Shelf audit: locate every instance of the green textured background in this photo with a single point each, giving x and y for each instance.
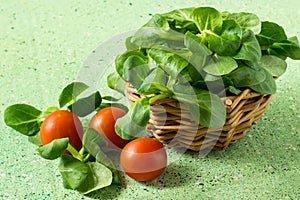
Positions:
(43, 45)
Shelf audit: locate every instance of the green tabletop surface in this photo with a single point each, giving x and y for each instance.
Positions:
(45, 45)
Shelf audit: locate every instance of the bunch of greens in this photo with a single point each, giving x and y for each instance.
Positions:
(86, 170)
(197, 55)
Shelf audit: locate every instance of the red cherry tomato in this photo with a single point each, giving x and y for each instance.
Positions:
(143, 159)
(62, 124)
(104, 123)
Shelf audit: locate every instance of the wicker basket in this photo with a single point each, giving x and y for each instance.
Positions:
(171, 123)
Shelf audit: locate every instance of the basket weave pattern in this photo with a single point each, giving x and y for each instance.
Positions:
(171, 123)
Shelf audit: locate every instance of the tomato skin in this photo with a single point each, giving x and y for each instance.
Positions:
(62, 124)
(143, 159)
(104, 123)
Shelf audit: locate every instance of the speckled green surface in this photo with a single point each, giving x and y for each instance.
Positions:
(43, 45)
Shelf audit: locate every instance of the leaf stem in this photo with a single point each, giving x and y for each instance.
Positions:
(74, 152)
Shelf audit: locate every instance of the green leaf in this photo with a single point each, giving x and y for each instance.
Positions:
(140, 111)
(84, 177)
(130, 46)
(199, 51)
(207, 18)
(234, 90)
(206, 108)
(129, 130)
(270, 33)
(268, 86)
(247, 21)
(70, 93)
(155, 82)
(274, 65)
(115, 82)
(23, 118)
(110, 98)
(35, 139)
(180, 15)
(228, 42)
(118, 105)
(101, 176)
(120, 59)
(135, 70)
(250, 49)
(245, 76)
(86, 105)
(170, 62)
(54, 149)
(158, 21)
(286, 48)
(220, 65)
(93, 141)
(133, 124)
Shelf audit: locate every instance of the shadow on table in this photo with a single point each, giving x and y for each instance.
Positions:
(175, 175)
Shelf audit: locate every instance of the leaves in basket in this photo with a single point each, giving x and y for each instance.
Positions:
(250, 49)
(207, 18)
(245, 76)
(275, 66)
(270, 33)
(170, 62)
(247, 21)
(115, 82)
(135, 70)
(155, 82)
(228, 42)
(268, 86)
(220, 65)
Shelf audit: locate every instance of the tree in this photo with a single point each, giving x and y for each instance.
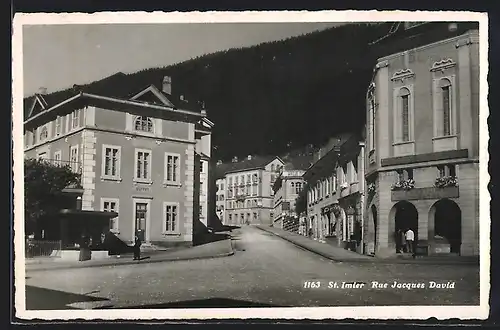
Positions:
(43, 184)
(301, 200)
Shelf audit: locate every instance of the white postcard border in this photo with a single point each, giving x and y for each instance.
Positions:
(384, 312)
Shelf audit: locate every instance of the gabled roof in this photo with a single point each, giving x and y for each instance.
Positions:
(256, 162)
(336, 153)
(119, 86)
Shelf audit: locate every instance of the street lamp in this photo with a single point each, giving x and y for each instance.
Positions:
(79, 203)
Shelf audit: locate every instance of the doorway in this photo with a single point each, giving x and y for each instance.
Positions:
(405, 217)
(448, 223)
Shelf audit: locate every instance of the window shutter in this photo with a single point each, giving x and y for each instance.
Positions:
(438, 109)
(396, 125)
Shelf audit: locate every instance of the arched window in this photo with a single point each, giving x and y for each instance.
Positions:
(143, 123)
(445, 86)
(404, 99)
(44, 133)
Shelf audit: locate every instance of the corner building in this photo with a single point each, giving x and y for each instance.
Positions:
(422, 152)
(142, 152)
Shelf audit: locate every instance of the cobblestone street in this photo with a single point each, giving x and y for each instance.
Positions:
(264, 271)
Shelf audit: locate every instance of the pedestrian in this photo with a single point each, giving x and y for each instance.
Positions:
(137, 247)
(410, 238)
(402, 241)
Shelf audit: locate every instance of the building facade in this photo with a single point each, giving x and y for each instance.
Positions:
┄┄┄┄┄┄┄┄┄┄
• WHAT TO DO
A precise repetition of every entry, free of pictures, is the expected answer.

• ANSWER FOR THE TASK
Shelf audit: locate every instance of the green textured background in this photo with a single point each, giving x and y for each instance.
Positions:
(43, 45)
Shelf audit: locate every instance of the green tabletop surface in this photo with a single point each, giving x and y for each instance.
Positions:
(45, 45)
Shelf audit: locate every instance of the bunch of greens in this photo with a single point each, giving x and y for each instance.
Positions:
(86, 170)
(197, 55)
Shelf audit: locate every instance of the red cherry tomato in this photo with a single point each, giving x and y for each instance.
Positions:
(143, 159)
(62, 124)
(104, 123)
Shelf audit: locate every instance of the wicker basket in this photo with a single point each, giving x and y for each instance.
Positions:
(171, 123)
Shelf audit: locate every instance of the basket weave pattern in this photo with a single point each, giving x and y for each instance.
Positions:
(171, 123)
Shelf audit: locate every instance of the tomato skin in this photo with a single point each, giving x and y for each instance.
Positions:
(62, 124)
(143, 159)
(104, 123)
Shelf audit: locate every instance of the speckled green surface in this photo with a single point each, giving x and y for each instance.
Positions:
(43, 45)
Shelf audit: locate every instance of the leaf stem in this photo with a single point each, giving x and y for each instance.
Positions:
(74, 152)
Shelf audit: locate every instance of the green leaf in this photo with a single point each, giving x and y for each instance.
Positions:
(140, 111)
(84, 177)
(130, 46)
(199, 51)
(207, 18)
(234, 90)
(206, 108)
(129, 130)
(270, 33)
(268, 86)
(247, 21)
(70, 93)
(155, 82)
(274, 65)
(115, 82)
(23, 118)
(110, 98)
(35, 139)
(180, 15)
(228, 42)
(118, 105)
(101, 176)
(120, 59)
(135, 70)
(250, 49)
(245, 76)
(86, 105)
(170, 62)
(54, 149)
(158, 21)
(286, 48)
(220, 65)
(93, 141)
(133, 124)
Shelf audit: locate every instance of the shadow on table in this photo with a single point each, giving x and y for each instance.
Positions:
(175, 175)
Shelf audit: locate every instance of the leaves in basket in this photo with a single point each, giving x and y for each instance.
Positions:
(250, 49)
(207, 18)
(245, 76)
(275, 66)
(270, 33)
(170, 62)
(247, 21)
(115, 82)
(135, 70)
(155, 82)
(228, 42)
(268, 86)
(220, 65)
Shelf audit: locate every instance of the tree in this photo with a single point each, giving x and y for each instance.
Positions:
(43, 184)
(301, 200)
Shelf audit: locate every instance of the white postcard border in this photo with a single point each, giving x and y for each instance.
Positions:
(384, 312)
Shelf audit: locate every instance of the gabled roof in this photo with a single point each, giving x and y for each instance.
Positions:
(256, 162)
(336, 153)
(119, 86)
Shelf audit: locate every instance of the street lamp in this photo with a single point each, giving x and y for each instance.
Positions:
(79, 203)
Shelf audit: locate every instance of the doorway in this photo with a single point each, giving x and y for each instance.
Positions:
(405, 217)
(448, 223)
Shelf audit: locate every instance of the window shutter in this photo with a single point each, giving x and y for each instance.
Positions:
(438, 109)
(396, 125)
Shelf audit: locate every instance of the arched window in this photo with a single point each, giving x and y for each instance.
Positions:
(143, 123)
(445, 86)
(404, 99)
(44, 133)
Shelf audit: locate every instance of the corner building in this photo with a single point each, giving x and y for each instance.
Positions:
(422, 152)
(142, 152)
Shelf audit: locate every instance of the cobblestone street in this photo with a single point each, giving x and y for each instance.
Positions:
(264, 271)
Shelf audit: locate every instance of the pedestrian in this photo with a single point each, giving x and y for each instance.
Positions:
(137, 247)
(410, 238)
(402, 241)
Shelf audit: locate every instance of the building facade in this photo with a single point each, giving x and y for each instance.
Positions:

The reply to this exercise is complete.